**Trecho do documento:**

----

Conheci um homem que fez de tudo na vida. Dizem que foi ateu e marxista e que chegou a ser mercenário da Legião Estrangeira francesa, tendo atirado com arma de fogo contra muita gente. De repente, converteu-se. Fez-se monge sem sair do mundo. Foi trabalhar como estivador, mas todo o tempo livre dedicava-o à oração e à meditação. Estranhamente, tinha um jeito próprio de rezar. Pensava: se Deus se fez gente em Jesus, então foi como nós: chorava pedindo o peito, fazia bico com as coisas que o incomodavam.
Ao fazer-se monge, decidiu pelos que fazem do mundo sua cela e que vivem a pobreza com os pobres: os Irmãozinhos de Foucauld. Criou uma pequena comunidade na pior favela da cidade. A vida era muito dura: trabalhar com os pobres e meditar.
SEMPRE AMEAÇADO – Viveu em vários países, mas foi sempre ameaçado de morte pelos regimes militares e tinha que se esconder e fugir, mas se sentia na palma da mão de Deus, por isso vivia despreocupado.
Indispunha-se também com a Igreja institucional, do cristianismo apenas devocional e sem compromisso com a justiça dos pobres. Finalmente, conseguiu agregar-se a uma paróquia que fazia trabalho popular. Trabalhava com os sem-terra, com os sem-teto e com um grupo de mulheres. Acolhia prostitutas que vinham chorar suas mágoas com ele. E saíam consoladas.

----

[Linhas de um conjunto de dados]
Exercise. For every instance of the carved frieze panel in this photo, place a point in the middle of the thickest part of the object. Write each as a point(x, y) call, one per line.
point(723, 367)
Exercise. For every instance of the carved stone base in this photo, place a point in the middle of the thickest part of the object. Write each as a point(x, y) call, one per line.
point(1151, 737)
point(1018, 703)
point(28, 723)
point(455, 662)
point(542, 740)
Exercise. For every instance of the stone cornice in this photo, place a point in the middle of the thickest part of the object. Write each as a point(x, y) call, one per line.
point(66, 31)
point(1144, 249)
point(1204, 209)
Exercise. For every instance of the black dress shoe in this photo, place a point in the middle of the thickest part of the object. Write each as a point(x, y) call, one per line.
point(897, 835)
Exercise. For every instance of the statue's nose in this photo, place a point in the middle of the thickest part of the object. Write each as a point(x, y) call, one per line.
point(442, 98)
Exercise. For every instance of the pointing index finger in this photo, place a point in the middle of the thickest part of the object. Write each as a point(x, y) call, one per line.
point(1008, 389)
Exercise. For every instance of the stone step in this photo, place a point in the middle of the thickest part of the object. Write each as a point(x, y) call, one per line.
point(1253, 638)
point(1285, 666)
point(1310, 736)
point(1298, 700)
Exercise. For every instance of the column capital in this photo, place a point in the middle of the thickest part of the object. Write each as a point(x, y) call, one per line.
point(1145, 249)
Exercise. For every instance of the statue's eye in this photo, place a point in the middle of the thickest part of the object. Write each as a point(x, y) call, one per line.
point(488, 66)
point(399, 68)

----

**Descrição do problema:**
Retome o relato sobre o homem que se fez monge, dando-lhe continuidade a partir da última frase apresentada. Os dados constituem material à parte, independente do relato.

**Resposta da tarefa:**
Corajoso, organizava manifestações públicas em frente à prefeitura e puxava ocupações de terrenos baldios. E, quando os sem-terra e sem-teto conseguiam se estabelecer, fazia belas celebrações ecumênicas com muitos símbolos, as chamadas “místicas”.
NA IGREJA ESCURA – Mas todos os dias ficava enfurnado, por longo tempo, na igreja escura. Apenas a lamparina lançava lampejos titubeantes de luz, transformando as estátuas mortas em fantasmas vivos e as colunas eretas, em estranhas bruxas. E lá se quedava, impassível, olhos fixos no tabernáculo, até que viesse o sacristão para fechar a igreja.
Um dia, fui procurá-lo na igreja. Perguntei-lhe de chofre: “Meu irmãozinho, você sente Deus quando, depois dos trabalhos, se mete a meditar aqui, na igreja? Ele lhe diz alguma coisa?”
Como quem acorda de um sono profundo, olhou-me e apenas disse: “Eu não sinto nada. Há muito tempo que não escuto a voz do Amigo (assim chamava Deus). Já senti um dia. Era fascinante. Enchia meus dias de música. Hoje não escuto mais nada. Talvez o Amigo não me falará nunca mais”.
ESTAR DISPONÍVEL – Retruquei eu: “Por que continua, todas as noites, aí, na escuridão sagrada da igreja?”. “Eu continuo”, respondeu, “porque quero estar disponível; se o Amigo quiser chegar, sair de seu silêncio e falar, eu estou aqui para escutar. Imagine se Ele quiser falar e eu não estiver aqui? Pois ele, cada vez, vem apenas uma única vez. Que seria de mim, infiel amigo do Amigo?”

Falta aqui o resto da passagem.